Instructions for the task: Copy out the listing below, swapping every "marker" for "point" and keeping everything else the same.

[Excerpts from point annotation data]
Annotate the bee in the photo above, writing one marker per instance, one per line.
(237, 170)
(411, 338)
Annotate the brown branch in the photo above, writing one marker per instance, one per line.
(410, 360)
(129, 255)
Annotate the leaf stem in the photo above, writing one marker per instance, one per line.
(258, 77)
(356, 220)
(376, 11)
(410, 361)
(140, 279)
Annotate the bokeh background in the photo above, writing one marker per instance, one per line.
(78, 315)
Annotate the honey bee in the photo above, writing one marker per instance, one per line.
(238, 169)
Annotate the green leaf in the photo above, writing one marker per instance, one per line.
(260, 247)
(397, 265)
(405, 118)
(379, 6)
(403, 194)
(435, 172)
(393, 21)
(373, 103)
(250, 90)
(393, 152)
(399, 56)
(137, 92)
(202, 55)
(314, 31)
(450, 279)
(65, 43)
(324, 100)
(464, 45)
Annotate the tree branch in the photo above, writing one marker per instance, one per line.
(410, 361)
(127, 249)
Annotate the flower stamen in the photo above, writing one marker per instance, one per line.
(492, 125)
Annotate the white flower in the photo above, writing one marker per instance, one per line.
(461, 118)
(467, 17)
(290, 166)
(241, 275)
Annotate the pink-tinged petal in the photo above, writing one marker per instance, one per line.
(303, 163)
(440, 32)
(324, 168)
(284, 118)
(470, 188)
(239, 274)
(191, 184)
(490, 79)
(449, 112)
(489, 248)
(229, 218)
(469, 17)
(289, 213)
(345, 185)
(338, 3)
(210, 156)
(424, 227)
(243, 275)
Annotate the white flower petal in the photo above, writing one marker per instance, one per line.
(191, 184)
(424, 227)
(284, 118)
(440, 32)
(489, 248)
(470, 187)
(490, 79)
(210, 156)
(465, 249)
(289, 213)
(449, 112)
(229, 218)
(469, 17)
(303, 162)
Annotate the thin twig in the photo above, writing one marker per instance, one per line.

Solved exercise:
Annotate the bee in the photo above, writing one point per instance, one per line.
(237, 170)
(411, 338)
Annotate the brown branch in the photo above, writing one point per instance, one per line.
(410, 360)
(129, 255)
Annotate the leaf stem in the photo above, writing one point per instance, one per line.
(258, 77)
(356, 220)
(376, 11)
(410, 361)
(140, 279)
Annotate the bokeh background in the photo above, writing one point per instance, one per line.
(78, 315)
Annotate the honey bee in the photo above, writing one point per instance, one per line.
(238, 169)
Annotate the green leaf in the photo above, writing one point per instance, one per line.
(260, 247)
(397, 265)
(405, 118)
(379, 6)
(403, 194)
(435, 172)
(393, 21)
(373, 103)
(250, 90)
(393, 152)
(399, 56)
(137, 92)
(202, 55)
(314, 31)
(450, 279)
(65, 43)
(324, 100)
(464, 45)
Annotate the tree branch in the photo above, writing one point per instance, one per line.
(410, 361)
(127, 249)
Annotate the flower stamen in the photo above, writing one point per instance, one per line.
(492, 125)
Annotate the white flower in the photo above, writing one point per instance, one per line.
(461, 118)
(467, 17)
(290, 166)
(241, 275)
Annotate the pink-tinged petal in the photo above, writing one point per instance, one per line.
(303, 163)
(440, 32)
(324, 168)
(284, 118)
(470, 188)
(239, 274)
(191, 184)
(490, 79)
(449, 112)
(489, 248)
(229, 218)
(469, 17)
(289, 213)
(345, 185)
(338, 3)
(210, 156)
(424, 227)
(243, 275)
Annotate the white flower petal in the photo above, writing one point per instance, one per line.
(191, 184)
(424, 227)
(284, 118)
(440, 32)
(489, 248)
(470, 187)
(490, 79)
(210, 156)
(465, 249)
(289, 213)
(449, 112)
(229, 218)
(469, 17)
(303, 162)
Annotate the thin twig in the photo above, writing one point per instance, one per line.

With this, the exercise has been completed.